§ **THE TASK**:
Copy the entries below exactly. Images do not belong in the copy.

§ **EXTRACTED RECORDS**:

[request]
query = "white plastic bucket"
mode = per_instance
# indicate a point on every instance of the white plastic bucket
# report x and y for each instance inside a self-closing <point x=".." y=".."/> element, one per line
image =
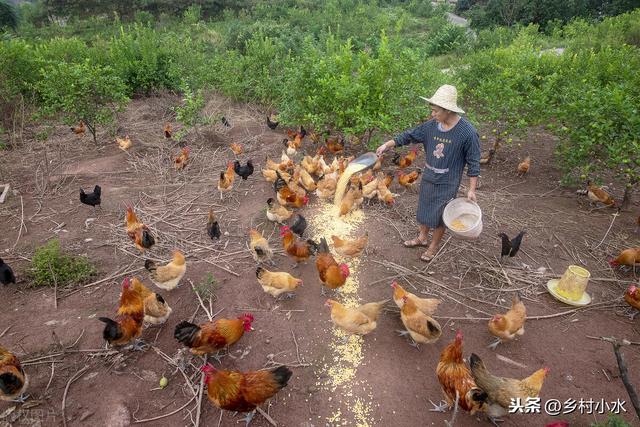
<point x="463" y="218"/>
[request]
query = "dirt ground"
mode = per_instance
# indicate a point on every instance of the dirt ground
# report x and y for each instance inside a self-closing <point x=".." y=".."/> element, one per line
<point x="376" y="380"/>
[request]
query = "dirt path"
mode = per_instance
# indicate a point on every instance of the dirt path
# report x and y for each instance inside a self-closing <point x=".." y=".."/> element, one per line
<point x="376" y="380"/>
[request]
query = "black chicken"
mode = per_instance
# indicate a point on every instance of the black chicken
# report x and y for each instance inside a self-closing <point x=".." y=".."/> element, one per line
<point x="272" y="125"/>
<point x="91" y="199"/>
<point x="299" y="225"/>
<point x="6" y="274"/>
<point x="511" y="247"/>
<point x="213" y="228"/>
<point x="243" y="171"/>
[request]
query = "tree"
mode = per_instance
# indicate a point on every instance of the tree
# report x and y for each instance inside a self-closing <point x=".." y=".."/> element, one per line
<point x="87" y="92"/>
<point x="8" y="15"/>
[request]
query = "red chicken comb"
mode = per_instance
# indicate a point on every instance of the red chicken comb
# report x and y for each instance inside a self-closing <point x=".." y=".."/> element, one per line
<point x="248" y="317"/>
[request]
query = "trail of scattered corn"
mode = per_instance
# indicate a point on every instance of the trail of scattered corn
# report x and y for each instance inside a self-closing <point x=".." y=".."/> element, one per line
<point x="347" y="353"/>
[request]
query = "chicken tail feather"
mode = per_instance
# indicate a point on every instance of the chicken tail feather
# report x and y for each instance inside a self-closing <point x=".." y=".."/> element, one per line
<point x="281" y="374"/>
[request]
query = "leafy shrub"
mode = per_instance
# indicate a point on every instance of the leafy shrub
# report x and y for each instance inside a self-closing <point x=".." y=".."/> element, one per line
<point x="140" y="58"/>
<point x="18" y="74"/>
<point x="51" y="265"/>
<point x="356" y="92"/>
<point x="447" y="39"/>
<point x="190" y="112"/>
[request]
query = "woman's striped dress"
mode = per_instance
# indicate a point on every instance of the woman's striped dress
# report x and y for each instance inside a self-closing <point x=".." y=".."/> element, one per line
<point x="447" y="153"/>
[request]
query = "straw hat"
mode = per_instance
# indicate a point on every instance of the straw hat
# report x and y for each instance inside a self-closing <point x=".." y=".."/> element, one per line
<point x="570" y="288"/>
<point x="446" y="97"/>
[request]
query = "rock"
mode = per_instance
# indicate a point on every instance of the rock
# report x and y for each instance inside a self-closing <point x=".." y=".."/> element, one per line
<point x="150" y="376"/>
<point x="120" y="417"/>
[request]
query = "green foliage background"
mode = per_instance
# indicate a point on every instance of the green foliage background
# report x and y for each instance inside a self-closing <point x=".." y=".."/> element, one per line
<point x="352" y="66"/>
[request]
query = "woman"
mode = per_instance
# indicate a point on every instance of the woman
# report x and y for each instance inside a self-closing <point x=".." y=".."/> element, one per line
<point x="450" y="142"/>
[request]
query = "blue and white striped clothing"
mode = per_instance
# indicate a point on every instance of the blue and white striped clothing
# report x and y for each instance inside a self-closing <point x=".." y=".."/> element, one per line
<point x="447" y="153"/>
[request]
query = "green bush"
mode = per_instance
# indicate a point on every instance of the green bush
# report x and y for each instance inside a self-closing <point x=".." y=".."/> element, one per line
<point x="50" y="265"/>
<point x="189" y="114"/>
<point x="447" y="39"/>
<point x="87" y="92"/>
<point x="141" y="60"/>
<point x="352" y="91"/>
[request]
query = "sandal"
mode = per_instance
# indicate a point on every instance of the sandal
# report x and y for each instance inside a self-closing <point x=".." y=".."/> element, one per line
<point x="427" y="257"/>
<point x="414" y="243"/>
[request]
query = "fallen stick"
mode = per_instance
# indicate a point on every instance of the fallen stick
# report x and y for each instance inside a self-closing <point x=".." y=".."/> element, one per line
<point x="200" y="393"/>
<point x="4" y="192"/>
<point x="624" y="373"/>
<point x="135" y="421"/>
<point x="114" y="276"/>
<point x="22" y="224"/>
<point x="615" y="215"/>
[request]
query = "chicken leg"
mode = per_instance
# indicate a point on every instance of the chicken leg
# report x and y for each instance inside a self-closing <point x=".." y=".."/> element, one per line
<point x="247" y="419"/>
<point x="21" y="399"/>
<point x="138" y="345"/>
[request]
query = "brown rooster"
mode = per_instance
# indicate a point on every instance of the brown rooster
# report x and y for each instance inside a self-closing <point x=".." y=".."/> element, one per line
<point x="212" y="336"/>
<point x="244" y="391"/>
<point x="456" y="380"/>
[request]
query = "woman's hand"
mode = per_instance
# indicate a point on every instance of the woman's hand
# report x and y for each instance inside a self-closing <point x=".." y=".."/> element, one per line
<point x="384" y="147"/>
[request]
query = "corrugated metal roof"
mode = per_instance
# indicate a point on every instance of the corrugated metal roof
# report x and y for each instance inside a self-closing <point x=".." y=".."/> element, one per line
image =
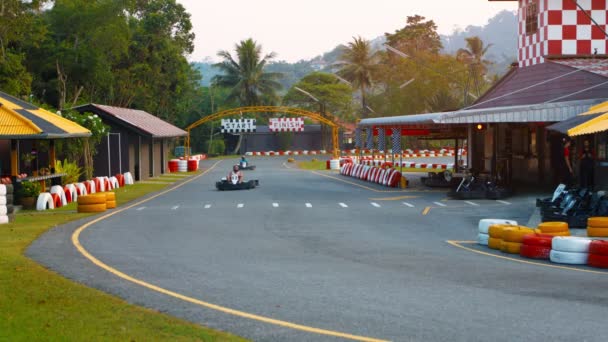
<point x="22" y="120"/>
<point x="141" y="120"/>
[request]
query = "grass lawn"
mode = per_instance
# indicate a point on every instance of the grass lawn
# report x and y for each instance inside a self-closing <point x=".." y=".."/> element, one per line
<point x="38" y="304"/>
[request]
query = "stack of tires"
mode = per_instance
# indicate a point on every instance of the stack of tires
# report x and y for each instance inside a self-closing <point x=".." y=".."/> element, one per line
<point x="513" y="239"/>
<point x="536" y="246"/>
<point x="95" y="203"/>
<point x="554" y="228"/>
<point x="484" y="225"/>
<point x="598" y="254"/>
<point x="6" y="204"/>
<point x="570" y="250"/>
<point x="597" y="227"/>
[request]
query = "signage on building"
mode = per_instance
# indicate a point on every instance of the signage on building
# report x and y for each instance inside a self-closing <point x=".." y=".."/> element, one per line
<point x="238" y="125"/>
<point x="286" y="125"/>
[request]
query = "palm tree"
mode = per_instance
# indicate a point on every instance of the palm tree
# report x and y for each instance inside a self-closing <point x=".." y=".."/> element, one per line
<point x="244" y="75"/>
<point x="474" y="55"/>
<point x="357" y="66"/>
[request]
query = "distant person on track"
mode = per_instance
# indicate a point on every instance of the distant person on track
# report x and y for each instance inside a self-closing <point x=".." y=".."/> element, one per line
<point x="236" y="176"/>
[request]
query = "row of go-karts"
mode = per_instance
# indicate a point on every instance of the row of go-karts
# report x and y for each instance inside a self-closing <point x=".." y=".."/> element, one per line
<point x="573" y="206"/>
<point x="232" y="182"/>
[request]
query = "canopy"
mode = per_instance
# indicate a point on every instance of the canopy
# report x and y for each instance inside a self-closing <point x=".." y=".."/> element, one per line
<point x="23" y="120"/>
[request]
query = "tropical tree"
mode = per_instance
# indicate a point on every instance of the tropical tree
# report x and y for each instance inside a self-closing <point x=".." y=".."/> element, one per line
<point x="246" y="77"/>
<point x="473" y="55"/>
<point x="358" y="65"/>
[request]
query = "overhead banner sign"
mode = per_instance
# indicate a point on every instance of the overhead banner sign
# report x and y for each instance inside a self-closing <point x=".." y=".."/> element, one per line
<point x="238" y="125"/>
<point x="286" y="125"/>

§ **EXERCISE SOLUTION**:
[request]
query = "white plastic bucket"
mode = per_instance
# indicate a point on every instance of the white plastic bucket
# report x and y for each instance inside a self-closing <point x=".." y=".."/> element, one per line
image =
<point x="463" y="218"/>
[request]
query = "dirt ground"
mode = per_instance
# indicate a point on every instance of the dirt ground
# report x and y for each instance inside a self-closing <point x=".." y=".."/> element, one per line
<point x="376" y="380"/>
[request]
query = "dirt path"
mode = per_instance
# indicate a point on every instance of the dirt path
# report x and y for each instance inside a self-closing <point x=".." y=".."/> element, one per line
<point x="376" y="380"/>
[request]
query = "black chicken"
mode = per_instance
# indicate a point on every instance of the black chicken
# report x and y for each instance inside a self-closing <point x=".." y=".."/> element, one per line
<point x="272" y="125"/>
<point x="91" y="199"/>
<point x="299" y="225"/>
<point x="6" y="274"/>
<point x="511" y="247"/>
<point x="213" y="228"/>
<point x="243" y="171"/>
[request]
query = "tree"
mode = per_instance
# indicate a point on every instance of the tree
# report x and y for each instance inside a self-closing <point x=".." y=".."/> element, one per line
<point x="87" y="92"/>
<point x="8" y="15"/>
[request]
query = "red chicken comb"
mode = per_instance
# indicate a point on every instance of the red chicken comb
# report x and y for each instance inside a self-closing <point x=".." y=".."/> element, one per line
<point x="248" y="317"/>
[request]
query = "trail of scattered corn"
mode = per_instance
# indicate a point on every instance of the trail of scattered corn
# report x and y for each instance inside a self-closing <point x=".." y=".."/> element, one per line
<point x="347" y="353"/>
[request]
query = "chicken tail feather"
mode = per_instance
# indicate a point on every instance of the chicken tail feather
# report x and y for each instance inside a self-closing <point x=".." y=".."/> element, one per line
<point x="281" y="374"/>
[request]
query = "leafy shrub"
mode = per_instance
# indicate a point on every instance of the leafy shrub
# report x and y for each instance inside a self-closing <point x=".." y=".."/> element, one per line
<point x="140" y="58"/>
<point x="18" y="74"/>
<point x="51" y="265"/>
<point x="356" y="92"/>
<point x="447" y="39"/>
<point x="190" y="112"/>
[request]
query = "woman's striped dress"
mode = per_instance
# indicate a point on every instance of the woman's striped dress
# report x and y for each instance inside a self-closing <point x=".." y=".."/> element, one per line
<point x="447" y="153"/>
[request]
query = "straw hat"
mode = per_instance
# indicate a point on every instance of the straw hat
# report x and y for each instance inside a self-closing <point x=".." y=".."/> element, one per line
<point x="570" y="288"/>
<point x="446" y="97"/>
[request]
query = "rock"
mode = per_instance
# indicate a point on every instance of the rock
# report x and y for each instance inside a self-closing <point x=".." y=".."/> element, one per line
<point x="150" y="376"/>
<point x="120" y="417"/>
[request]
query = "green foliage background"
mode = per_instance
# indicate a point on every instance of the green foliage background
# report x and y for each instance inside a self-closing <point x=".." y=".."/> element, one per line
<point x="352" y="66"/>
[request]
query = "woman"
mode = per_instance
# indicate a point on every instance of the woman
# report x and y for each instance inside a self-closing <point x=".." y=".."/> element, one per line
<point x="450" y="142"/>
[request]
query = "blue and white striped clothing"
mode = per_instance
# indicate a point on every instance of the blue and white striped clothing
# report x and y for each instance inside a self-closing <point x=".." y=".."/> element, one per line
<point x="447" y="153"/>
[request]
query = "green bush"
mode = per_instance
# indicate a point on every instance of the green bush
# report x and y for each instance inside a self-closing <point x=".." y=".."/> element, one per line
<point x="50" y="265"/>
<point x="189" y="114"/>
<point x="447" y="39"/>
<point x="87" y="92"/>
<point x="141" y="60"/>
<point x="352" y="91"/>
[request]
query = "sandal"
mode = per_instance
# indicate a point on every instance of the sandal
# report x and y for each instance inside a self-closing <point x=".." y=".."/> element, one per line
<point x="427" y="257"/>
<point x="414" y="243"/>
[request]
query = "fallen stick"
mode = per_instance
# indicate a point on every instance of the fallen stick
# report x and y for each instance inside a self-closing <point x=".." y=".."/> element, one per line
<point x="200" y="393"/>
<point x="4" y="192"/>
<point x="624" y="373"/>
<point x="135" y="421"/>
<point x="114" y="276"/>
<point x="22" y="224"/>
<point x="615" y="215"/>
[request]
query = "chicken leg"
mode = per_instance
# indicate a point on every instance of the chicken leg
# report x and y for each instance inside a self-closing <point x=".." y=".."/> element, one per line
<point x="247" y="419"/>
<point x="21" y="399"/>
<point x="138" y="345"/>
[request]
query = "brown rooster"
mode = per_instance
# indicate a point on every instance of the brown rooster
# report x and y for each instance inside a self-closing <point x=".." y=".."/> element, one per line
<point x="212" y="336"/>
<point x="244" y="391"/>
<point x="456" y="380"/>
[request]
query = "woman's hand"
mode = per_instance
# indicate a point on every instance of the woman's hand
# report x and y for each instance inside a self-closing <point x=".." y=".."/> element, one per line
<point x="384" y="147"/>
[request]
query = "corrugated metal roof"
mode = per_instance
# indicate a point on every instance of the corrugated metal roof
# report x and y for each instance inside a self-closing <point x=".." y=".."/> element, one per line
image =
<point x="22" y="120"/>
<point x="141" y="120"/>
[request]
query = "grass lawn"
mode = per_instance
# indicate a point on every instance of the grass lawn
# report x and y for each instance inside a self-closing <point x=".." y=".."/> element, one per line
<point x="38" y="304"/>
[request]
query = "stack of tires"
mode = per_instance
# indicate a point on every instance of the stack of tires
# report x and y for each instance inside a self-closing <point x=".." y=".."/> element, one per line
<point x="513" y="239"/>
<point x="536" y="246"/>
<point x="95" y="203"/>
<point x="554" y="228"/>
<point x="484" y="225"/>
<point x="598" y="254"/>
<point x="6" y="204"/>
<point x="570" y="250"/>
<point x="597" y="227"/>
[request]
query = "signage on building"
mode = per_instance
# indicate a point on every instance of the signage on building
# report x and y for each instance inside a self-closing <point x=".." y=".."/> element, one per line
<point x="238" y="125"/>
<point x="286" y="125"/>
[request]
query = "palm tree"
mode = per_instance
# indicate a point on every instance of the palm tree
# report x and y for each instance inside a self-closing <point x=".." y=".."/> element, one per line
<point x="244" y="75"/>
<point x="474" y="55"/>
<point x="357" y="66"/>
[request]
query = "distant person on track"
mode = per_instance
# indicate a point on every instance of the distant person on track
# report x and y for each instance inside a self-closing <point x=".." y=".."/> element, one per line
<point x="236" y="176"/>
[request]
query = "row of go-karts"
mode = per_instance
# indicate a point on every instance of the row of go-karts
# report x and y for each instance inside a self-closing <point x=".." y=".."/> element, one per line
<point x="573" y="206"/>
<point x="232" y="182"/>
[request]
query = "canopy"
mode = per_instance
# indicate a point on every instance of the canopy
# report x and y for each instance inside a self-closing <point x=".." y=".."/> element, one per line
<point x="23" y="120"/>
[request]
query = "tropical tree"
mode = per_instance
# indicate a point on every instance of the tropical tree
# report x and y for each instance inside a self-closing <point x=".." y=".."/> element, one per line
<point x="246" y="77"/>
<point x="473" y="55"/>
<point x="358" y="65"/>
[request]
query = "overhead banner sign"
mode = per_instance
# indicate a point on every instance of the overhead banner sign
# report x and y for each instance inside a self-closing <point x=".." y=".."/> element, one per line
<point x="238" y="125"/>
<point x="286" y="125"/>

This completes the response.